# 3 from today



## Stormchase (Aug 27, 2010)

I know there are some issues with these but I enjoyed them. Lots of spiders out lately 

Garden Orb spider






Portriat of the white Orb, I messed it up but still kinda like it.





a Mosquito that was sleeping. Let me get in there for a shot.





Thanks for viewing! Comments always welcome!


----------



## icassell (Aug 27, 2010)

Cool stuff! Love the eyes on that skeeter!


----------



## Stormchase (Aug 29, 2010)

Thanks! I liked them too. Something different.


----------



## jbmaster (Aug 29, 2010)

What is the skeeter setting on?


----------



## Arkanjel Imaging (Aug 29, 2010)

icassell said:


> Cool stuff! Love the eyes on that skeeter!


 

:thumbup:


----------



## Stormchase (Aug 29, 2010)

jbmaster said:


> What is the skeeter setting on?

**Source data**
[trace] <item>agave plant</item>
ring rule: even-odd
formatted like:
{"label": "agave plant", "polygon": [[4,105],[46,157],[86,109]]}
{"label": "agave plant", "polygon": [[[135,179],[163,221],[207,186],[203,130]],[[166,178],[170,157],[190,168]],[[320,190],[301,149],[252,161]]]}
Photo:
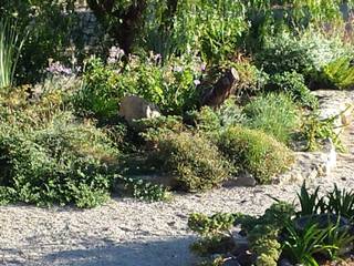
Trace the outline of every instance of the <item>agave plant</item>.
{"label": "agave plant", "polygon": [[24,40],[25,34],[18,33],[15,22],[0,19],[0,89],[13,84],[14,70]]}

==

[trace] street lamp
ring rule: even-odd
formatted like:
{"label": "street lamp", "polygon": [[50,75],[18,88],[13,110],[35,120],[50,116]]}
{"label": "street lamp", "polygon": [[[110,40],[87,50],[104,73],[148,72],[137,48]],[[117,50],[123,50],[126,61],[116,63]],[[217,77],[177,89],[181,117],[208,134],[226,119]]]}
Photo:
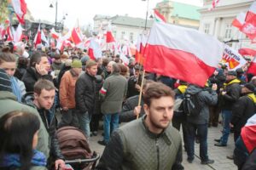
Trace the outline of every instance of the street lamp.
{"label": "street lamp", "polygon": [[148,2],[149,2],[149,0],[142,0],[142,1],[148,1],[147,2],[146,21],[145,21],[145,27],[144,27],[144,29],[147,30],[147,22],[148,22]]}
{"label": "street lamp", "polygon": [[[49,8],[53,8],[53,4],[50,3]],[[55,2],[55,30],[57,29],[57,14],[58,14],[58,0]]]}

**GIVEN EXERCISE**
Write the next part of the forum thread about close-up photos of spiders and a mosquito, starting right after its last line. These records have no connection to the forum thread.

**RESULT**
 He was just on the side of a wall. I took it potriat style. I guess it was stucco 

AI thanks!


----------



## photographyguy1218 (Feb 16, 2011)

awesome mosquito shot! those eyes are awesome!


----------



## Davor (Feb 17, 2011)

wow! nice compositions, i love the second one, it gives you a feeling that you are in its home staring right down at it. People sure are making nice macros these days, can't wait for the summer o so i can start.


----------



## MartaS (Feb 17, 2011)

love the mosquito one!


----------



## ChrisA (Feb 17, 2011)

Yes like the mossie shot too.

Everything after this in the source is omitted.